Extracted records:
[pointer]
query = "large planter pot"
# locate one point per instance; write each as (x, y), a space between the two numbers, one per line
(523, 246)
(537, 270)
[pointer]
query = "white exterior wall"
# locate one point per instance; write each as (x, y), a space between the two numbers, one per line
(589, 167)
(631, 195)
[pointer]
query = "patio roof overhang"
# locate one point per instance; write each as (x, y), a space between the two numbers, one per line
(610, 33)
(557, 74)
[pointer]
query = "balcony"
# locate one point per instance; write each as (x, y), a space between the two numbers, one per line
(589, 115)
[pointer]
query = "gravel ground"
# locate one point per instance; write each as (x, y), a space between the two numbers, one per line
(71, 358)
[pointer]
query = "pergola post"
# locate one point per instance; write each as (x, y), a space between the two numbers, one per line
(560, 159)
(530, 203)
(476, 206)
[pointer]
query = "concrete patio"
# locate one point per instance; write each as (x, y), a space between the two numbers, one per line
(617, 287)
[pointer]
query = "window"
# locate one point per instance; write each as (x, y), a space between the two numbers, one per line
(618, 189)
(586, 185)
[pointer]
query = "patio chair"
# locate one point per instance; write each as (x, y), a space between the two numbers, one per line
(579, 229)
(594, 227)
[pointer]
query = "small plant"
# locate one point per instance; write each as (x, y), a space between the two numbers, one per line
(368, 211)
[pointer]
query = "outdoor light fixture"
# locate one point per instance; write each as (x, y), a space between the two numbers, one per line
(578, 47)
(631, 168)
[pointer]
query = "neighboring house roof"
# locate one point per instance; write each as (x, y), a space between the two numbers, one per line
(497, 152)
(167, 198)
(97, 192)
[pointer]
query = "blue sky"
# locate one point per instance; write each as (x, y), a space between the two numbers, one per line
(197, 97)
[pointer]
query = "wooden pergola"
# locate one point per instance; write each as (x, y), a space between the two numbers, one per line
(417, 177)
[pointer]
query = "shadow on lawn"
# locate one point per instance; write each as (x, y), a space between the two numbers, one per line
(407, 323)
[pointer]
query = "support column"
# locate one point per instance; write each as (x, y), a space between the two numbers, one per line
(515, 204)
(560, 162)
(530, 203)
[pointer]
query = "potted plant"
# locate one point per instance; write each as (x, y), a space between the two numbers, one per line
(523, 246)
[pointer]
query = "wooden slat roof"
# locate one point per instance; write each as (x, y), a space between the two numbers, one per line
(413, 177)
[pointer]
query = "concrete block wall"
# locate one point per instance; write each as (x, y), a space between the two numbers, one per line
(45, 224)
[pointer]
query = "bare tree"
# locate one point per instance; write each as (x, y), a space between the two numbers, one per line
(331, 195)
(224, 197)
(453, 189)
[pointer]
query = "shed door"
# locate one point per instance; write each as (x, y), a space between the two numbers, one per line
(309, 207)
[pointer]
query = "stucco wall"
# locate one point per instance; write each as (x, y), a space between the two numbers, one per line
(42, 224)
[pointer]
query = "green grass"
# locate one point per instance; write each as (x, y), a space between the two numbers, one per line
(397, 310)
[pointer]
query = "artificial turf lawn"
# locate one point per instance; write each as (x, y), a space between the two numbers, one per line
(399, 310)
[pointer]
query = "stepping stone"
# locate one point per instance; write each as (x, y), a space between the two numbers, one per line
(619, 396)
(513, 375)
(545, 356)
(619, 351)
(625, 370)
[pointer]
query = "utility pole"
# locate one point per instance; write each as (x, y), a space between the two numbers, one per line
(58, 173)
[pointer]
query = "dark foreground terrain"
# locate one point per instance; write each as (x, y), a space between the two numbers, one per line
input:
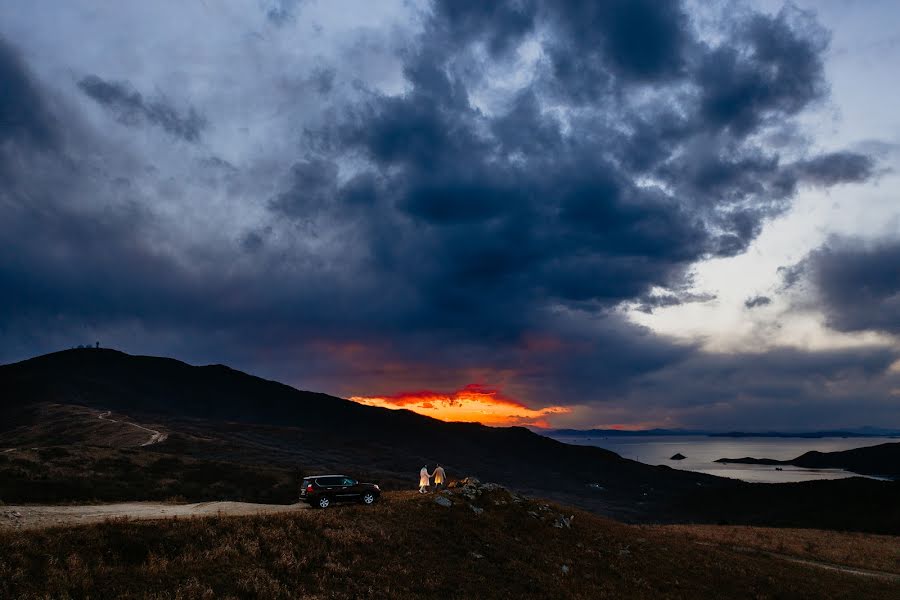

Task requirements: The output should consist of the records above, reproduced exactly, without pictures.

Solution:
[pointer]
query = "large planter pot"
# locate one point per instance; write each as (x, y), a space between the two numbers, one per line
(523, 246)
(537, 270)
[pointer]
query = "white exterior wall"
# locate one point per instance; write each as (x, y), a space between the two numbers, one per line
(589, 167)
(631, 195)
[pointer]
query = "patio roof overhang"
# locate one point per instance; write each as (x, y), a space between the two numbers, one per line
(610, 33)
(557, 74)
[pointer]
query = "balcony"
# locate one point per instance; write each as (x, y), a space between the two numbers, one per line
(589, 115)
[pointer]
query = "gravel ground"
# locate one point per instance; write each as (x, y), a space between the two numbers, one per line
(71, 358)
[pointer]
query = "pergola post"
# locate one point per instance; write each as (x, y), a space between the two numbers, one per line
(560, 159)
(530, 203)
(476, 206)
[pointer]
query = "concrete patio"
# locate one point per instance; write each as (x, y), a space between the two numbers, one per line
(617, 287)
[pointer]
query = "window"
# locate one point per instance; write each as (x, y), a space between the two numbers, one per line
(618, 189)
(586, 185)
[pointer]
query = "patio chair"
# locate one point per instance; write each as (x, y), a space between the two numbers, one per line
(579, 229)
(594, 227)
[pointer]
query = "small plant"
# locate one point per instance; write each as (x, y), a space between the two numbers, one per line
(368, 211)
[pointer]
query = "outdoor light fixture"
# locate one point per instance; write each as (x, y), a space between the two numbers, one per line
(578, 47)
(631, 168)
[pointer]
query = "neighboring house roof"
# locate one point per instance; write each as (x, y), a space between the two numbers, one per line
(497, 152)
(167, 198)
(97, 192)
[pointer]
query = "blue sky"
# locate one point per instance; write each as (x, y), a space between the two numbers, one per line
(197, 97)
[pointer]
query = "wooden pergola"
# locate one point per instance; write each as (x, y), a space between the two numbers, one per line
(417, 177)
[pointer]
query = "shadow on lawn"
# locate one point per instance; write each as (x, y), a space between the two numbers, one per line
(407, 323)
[pointer]
query = "support column"
# locate one point per instance; write each as (x, y), a space between the two numbers, one per line
(515, 204)
(560, 162)
(530, 203)
[pointer]
query = "potted plant"
# locate one point per instance; write each as (x, y), a space between the two numbers, one per line
(523, 246)
[pointer]
query = "wooden slat roof"
# locate one point per instance; write each as (x, y), a space between the two numbers, one per line
(413, 177)
[pointer]
query = "concrete block wall"
# locate one point per instance; write each as (x, y), a space between the two numbers, one per line
(45, 224)
[pointer]
query = "bare tree"
# locate one point per instance; write each as (x, y), a space between the two numbers, one per line
(331, 195)
(224, 197)
(453, 189)
[pointer]
query = "shed door"
# locate one point per instance; write each as (x, y), a space between the two numbers, one per line
(309, 207)
[pointer]
query = "stucco wall"
# locate one point per instance; write each as (x, y), a space between the two numbers, one per line
(42, 224)
[pointer]
query = "green grass"
# locate one point per instance; write each as (x, y), a space between the two numbers, one per line
(397, 310)
[pointer]
query = "artificial turf lawn"
# locate one point per instance; write each as (x, y), a space between the two numbers, one per line
(399, 310)
[pointer]
query = "stepping stone"
# locate one point per instance; write each as (x, y), a space between the two numbers, one per line
(619, 396)
(513, 375)
(545, 356)
(619, 351)
(625, 370)
[pointer]
query = "utility pole"
# locate one point per instance; write each as (x, y), a space between the two numbers, one per line
(58, 173)
[pointer]
query = "dark foreground terrain"
# locate one point per instance; write each as (x, y), a space between the two numbers, one per line
input:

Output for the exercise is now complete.